Bile Duct Cancer
Minimally invasive bile duct cancer surgery
Bile duct cancer (cholangiocarcinoma) is a rare but serious disease. Surgeons at NewYork-Presbyterian Brooklyn Methodist Cancer Center perform most operations for bile duct cancer laparoscopically.
- If the cancer is small and contained within the ducts, your surgeon removes the bile ducts containing cancer and joins those that are remaining to the small bowel so that bile can flow.
- If the cancer has spread to the liver, the surgeon removes the affected section of the liver, as well as the affected bile ducts.
- If the cancer has spread to surrounding areas, your surgeon will generally perform a Whipple procedure (removal of the head of the pancreas, part of the small intestine, the gallbladder, part of the stomach, and lymph nodes near the head of the pancreas). NewYork-Presbyterian Brooklyn Methodist Cancer Center's hepatobiliary surgeons are among the most experienced performing the Whipple approach. Our team includes a surgeon who can sometimes perform the Whipple procedure robotically — resulting in smaller incisions and a faster recovery — a service that is not available anywhere else in Brooklyn.

(Referring expression data)
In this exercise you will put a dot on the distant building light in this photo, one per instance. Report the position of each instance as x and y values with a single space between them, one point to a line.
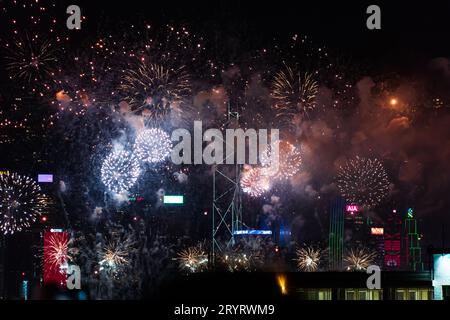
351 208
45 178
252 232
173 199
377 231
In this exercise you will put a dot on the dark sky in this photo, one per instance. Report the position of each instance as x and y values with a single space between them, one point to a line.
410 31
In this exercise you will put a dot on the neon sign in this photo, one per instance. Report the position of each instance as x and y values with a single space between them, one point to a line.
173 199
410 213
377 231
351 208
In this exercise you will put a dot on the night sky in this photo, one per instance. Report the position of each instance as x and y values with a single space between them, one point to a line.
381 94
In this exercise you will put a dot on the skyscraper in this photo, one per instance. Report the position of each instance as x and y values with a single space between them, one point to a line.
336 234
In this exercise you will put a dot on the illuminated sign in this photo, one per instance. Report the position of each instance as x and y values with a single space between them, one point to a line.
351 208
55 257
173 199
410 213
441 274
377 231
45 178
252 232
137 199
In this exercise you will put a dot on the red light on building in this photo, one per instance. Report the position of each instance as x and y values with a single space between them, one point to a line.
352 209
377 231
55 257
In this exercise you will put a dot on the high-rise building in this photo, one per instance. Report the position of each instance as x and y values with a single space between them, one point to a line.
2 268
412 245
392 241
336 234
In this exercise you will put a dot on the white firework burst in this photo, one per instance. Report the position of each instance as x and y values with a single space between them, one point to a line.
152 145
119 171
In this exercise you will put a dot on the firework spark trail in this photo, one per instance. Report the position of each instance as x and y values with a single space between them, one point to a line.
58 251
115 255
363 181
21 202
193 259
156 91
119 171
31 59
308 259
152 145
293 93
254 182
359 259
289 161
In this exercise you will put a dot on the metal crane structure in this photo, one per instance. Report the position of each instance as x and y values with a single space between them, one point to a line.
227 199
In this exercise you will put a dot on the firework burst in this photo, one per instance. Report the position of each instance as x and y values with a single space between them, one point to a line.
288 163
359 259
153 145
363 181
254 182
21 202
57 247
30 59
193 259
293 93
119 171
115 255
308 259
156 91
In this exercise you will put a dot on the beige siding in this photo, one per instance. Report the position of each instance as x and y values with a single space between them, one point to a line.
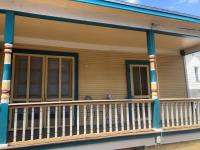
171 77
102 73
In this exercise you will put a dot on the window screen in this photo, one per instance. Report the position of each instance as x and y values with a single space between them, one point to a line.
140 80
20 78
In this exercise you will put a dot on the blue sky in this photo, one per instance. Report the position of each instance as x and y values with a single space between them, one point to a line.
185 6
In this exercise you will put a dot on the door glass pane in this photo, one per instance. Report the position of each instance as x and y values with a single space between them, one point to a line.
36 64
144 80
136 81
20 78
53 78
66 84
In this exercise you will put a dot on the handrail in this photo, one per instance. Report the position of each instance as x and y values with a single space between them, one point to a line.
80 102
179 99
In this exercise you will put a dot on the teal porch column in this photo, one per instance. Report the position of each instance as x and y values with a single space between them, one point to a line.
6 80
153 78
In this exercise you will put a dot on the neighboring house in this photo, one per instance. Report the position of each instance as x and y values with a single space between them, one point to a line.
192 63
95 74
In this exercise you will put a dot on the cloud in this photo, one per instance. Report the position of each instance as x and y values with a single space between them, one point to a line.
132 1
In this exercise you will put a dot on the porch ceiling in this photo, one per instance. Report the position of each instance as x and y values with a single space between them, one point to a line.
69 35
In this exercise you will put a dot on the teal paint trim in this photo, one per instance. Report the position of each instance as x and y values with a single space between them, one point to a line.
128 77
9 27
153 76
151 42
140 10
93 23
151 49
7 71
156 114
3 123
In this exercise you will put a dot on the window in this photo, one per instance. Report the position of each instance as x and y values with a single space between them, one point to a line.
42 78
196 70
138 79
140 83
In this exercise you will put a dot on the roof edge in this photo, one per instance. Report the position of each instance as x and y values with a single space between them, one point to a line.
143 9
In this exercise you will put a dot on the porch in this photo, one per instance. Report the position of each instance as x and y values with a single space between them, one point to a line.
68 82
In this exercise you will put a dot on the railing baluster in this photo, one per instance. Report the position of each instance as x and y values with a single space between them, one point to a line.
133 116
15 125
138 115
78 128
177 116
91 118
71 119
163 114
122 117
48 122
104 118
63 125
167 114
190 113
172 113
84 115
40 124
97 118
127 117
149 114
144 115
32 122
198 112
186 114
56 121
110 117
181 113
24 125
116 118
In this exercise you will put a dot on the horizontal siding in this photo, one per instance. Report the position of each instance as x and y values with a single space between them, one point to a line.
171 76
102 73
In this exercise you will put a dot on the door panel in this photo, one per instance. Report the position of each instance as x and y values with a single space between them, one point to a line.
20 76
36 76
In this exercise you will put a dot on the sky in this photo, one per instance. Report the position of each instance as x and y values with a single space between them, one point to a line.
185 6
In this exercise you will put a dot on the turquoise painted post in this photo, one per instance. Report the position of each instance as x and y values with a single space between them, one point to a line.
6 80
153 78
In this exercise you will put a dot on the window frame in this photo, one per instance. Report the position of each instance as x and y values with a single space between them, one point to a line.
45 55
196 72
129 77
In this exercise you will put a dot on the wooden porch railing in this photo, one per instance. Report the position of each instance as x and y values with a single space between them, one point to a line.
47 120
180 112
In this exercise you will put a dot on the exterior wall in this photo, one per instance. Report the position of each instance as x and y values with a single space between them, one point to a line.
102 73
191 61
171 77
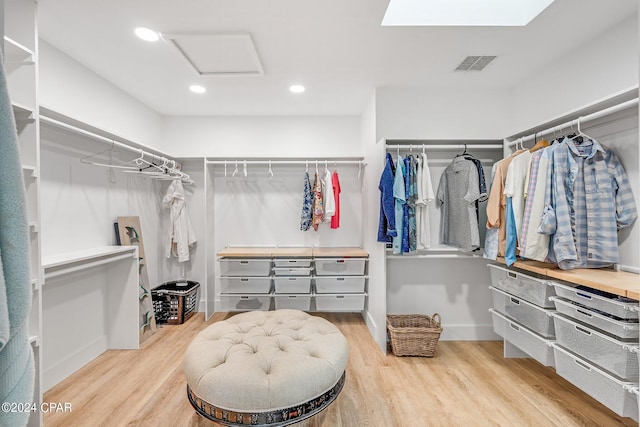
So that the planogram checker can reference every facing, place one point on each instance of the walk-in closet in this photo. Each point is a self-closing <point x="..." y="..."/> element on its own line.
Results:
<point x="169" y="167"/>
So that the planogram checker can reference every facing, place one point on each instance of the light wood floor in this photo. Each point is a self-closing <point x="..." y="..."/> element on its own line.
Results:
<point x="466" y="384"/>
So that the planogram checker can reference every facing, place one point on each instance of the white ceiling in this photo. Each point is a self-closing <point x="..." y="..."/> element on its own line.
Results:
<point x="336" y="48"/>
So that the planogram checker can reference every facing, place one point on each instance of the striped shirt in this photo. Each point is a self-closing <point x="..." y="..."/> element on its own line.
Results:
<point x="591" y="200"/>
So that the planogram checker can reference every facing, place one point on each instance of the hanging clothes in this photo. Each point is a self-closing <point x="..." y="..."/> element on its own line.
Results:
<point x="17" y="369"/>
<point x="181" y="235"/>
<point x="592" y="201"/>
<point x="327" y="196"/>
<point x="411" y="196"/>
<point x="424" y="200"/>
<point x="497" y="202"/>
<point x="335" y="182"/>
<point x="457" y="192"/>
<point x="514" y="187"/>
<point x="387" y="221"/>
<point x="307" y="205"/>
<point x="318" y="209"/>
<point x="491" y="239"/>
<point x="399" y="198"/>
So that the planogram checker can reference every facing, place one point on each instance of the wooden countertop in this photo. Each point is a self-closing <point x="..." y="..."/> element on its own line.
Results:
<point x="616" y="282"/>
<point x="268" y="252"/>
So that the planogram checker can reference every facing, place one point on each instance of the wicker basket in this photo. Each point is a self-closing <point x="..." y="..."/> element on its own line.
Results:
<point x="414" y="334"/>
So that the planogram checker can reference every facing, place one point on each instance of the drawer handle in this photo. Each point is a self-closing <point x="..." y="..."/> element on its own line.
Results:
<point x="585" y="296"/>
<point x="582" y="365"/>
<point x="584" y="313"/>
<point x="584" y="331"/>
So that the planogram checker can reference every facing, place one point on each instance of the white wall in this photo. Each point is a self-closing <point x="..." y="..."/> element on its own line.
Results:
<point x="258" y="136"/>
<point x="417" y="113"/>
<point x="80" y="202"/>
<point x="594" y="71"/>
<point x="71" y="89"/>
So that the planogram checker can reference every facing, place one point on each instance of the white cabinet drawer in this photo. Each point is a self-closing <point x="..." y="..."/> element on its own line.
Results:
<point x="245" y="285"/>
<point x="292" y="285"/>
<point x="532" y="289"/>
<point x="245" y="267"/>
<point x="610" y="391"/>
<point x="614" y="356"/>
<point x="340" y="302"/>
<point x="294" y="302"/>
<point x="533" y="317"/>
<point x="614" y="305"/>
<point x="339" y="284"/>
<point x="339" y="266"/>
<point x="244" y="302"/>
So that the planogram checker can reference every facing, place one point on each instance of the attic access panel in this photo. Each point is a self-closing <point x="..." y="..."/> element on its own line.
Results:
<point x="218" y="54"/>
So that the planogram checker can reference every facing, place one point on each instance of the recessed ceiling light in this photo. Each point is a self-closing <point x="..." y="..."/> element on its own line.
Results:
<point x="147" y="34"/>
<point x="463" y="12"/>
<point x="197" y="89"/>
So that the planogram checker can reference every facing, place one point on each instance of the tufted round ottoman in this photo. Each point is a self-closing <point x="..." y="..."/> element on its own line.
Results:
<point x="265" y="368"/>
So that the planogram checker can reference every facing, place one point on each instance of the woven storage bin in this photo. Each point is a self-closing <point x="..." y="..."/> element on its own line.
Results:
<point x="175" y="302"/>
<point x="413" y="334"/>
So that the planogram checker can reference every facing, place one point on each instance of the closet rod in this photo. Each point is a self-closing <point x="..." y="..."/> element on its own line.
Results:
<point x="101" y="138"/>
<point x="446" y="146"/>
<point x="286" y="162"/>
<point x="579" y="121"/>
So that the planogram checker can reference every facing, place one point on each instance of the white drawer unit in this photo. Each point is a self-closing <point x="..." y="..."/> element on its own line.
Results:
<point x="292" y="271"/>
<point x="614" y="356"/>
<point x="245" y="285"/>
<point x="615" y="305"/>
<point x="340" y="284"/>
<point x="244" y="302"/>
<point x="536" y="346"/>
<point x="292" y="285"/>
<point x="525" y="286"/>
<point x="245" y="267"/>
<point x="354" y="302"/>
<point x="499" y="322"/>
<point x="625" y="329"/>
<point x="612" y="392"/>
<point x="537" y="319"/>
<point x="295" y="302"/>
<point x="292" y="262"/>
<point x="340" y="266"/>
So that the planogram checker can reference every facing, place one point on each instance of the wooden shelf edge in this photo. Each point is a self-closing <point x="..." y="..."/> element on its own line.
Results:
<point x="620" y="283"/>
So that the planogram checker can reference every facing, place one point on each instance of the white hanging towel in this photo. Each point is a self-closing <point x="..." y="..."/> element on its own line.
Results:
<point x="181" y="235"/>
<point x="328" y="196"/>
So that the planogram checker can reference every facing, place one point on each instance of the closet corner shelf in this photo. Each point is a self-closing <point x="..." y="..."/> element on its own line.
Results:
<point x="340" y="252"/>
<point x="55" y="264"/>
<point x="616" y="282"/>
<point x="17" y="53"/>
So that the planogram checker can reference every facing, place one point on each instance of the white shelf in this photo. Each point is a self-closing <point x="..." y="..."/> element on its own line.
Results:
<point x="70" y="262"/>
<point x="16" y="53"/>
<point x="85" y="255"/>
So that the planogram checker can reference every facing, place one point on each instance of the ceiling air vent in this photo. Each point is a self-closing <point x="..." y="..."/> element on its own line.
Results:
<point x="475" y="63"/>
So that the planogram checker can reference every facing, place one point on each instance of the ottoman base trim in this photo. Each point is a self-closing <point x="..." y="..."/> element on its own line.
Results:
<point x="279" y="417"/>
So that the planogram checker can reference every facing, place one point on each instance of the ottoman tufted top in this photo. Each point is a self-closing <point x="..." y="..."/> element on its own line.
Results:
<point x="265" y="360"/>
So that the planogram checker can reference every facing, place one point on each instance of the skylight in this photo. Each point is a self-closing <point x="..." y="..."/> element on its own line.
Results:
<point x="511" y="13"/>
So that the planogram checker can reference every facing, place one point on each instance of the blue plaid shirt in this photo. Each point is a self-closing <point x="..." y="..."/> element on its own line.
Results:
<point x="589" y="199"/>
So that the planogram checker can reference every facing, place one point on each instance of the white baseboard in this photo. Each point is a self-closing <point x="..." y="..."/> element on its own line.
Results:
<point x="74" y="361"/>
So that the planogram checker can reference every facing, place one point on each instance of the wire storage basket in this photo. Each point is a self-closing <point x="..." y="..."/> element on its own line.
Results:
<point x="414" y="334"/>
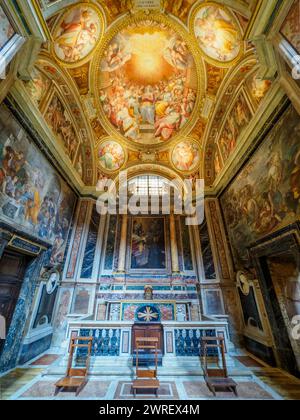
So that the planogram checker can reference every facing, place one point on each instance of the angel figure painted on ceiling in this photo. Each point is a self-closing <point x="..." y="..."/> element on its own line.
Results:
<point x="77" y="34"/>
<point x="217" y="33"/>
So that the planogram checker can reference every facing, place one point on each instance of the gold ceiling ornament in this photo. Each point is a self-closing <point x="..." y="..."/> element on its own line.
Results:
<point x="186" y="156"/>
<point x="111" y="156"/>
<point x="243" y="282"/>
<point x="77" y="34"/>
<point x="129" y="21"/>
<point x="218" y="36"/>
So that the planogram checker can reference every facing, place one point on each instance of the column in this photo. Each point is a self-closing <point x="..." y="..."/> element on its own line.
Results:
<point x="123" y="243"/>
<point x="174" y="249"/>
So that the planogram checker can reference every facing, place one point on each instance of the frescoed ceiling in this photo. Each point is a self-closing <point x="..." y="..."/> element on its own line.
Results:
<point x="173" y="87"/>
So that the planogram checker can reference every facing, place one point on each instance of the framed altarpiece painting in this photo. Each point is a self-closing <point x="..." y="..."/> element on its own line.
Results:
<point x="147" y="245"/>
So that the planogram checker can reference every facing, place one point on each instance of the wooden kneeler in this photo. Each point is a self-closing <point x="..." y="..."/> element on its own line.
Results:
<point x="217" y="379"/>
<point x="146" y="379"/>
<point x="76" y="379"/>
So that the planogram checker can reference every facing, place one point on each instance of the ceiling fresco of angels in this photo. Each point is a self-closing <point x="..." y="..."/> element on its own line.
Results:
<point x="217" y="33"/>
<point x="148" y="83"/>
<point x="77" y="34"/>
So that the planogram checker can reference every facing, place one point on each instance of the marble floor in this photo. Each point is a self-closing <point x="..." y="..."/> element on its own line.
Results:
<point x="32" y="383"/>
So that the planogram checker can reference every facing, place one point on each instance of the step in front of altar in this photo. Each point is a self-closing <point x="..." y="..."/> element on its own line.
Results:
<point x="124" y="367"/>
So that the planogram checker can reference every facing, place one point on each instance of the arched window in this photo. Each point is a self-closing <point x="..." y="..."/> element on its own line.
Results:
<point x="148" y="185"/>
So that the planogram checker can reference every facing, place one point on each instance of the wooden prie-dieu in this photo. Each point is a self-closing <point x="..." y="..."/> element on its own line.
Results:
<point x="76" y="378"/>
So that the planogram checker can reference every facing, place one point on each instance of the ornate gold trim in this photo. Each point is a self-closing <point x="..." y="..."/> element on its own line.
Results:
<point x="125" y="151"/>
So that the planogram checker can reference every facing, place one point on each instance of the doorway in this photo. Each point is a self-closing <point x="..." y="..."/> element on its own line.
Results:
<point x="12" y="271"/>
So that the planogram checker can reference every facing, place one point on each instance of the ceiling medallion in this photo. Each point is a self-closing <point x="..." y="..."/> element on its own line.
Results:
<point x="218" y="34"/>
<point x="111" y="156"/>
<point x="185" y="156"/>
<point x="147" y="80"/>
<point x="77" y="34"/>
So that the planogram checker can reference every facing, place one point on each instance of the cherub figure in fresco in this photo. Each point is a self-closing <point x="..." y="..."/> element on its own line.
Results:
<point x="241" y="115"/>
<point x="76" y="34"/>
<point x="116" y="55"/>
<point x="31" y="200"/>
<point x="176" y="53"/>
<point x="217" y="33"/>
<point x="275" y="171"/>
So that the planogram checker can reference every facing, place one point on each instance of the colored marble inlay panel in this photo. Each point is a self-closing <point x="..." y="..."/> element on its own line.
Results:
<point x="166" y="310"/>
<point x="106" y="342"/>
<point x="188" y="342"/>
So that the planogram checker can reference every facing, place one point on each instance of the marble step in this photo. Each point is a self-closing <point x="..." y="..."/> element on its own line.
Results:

WORK TO COMPLETE:
• a. From the bile duct cancer text, extract everything from "- If the cancer has spread to surrounding" down to "else in Brooklyn.".
• b. Answer these questions using the bile duct cancer text:
(i) What other name does the text give for bile duct cancer?
(ii) What does the surgeon remove if the cancer has spread to the liver?
(iii) What two results of performing the Whipple procedure robotically does the text list?

TASK-BY-TASK SOLUTIONS:
• a.
- If the cancer has spread to surrounding areas, your surgeon will generally perform a Whipple procedure (removal of the head of the pancreas, part of the small intestine, the gallbladder, part of the stomach, and lymph nodes near the head of the pancreas). NewYork-Presbyterian Brooklyn Methodist Cancer Center's hepatobiliary surgeons are among the most experienced performing the Whipple approach. Our team includes a surgeon who can sometimes perform the Whipple procedure robotically — resulting in smaller incisions and a faster recovery — a service that is not available anywhere else in Brooklyn.

• b.
(i) Cholangiocarcinoma.
(ii) The affected section of the liver and the affected bile ducts.
(iii) Smaller incisions and a faster recovery.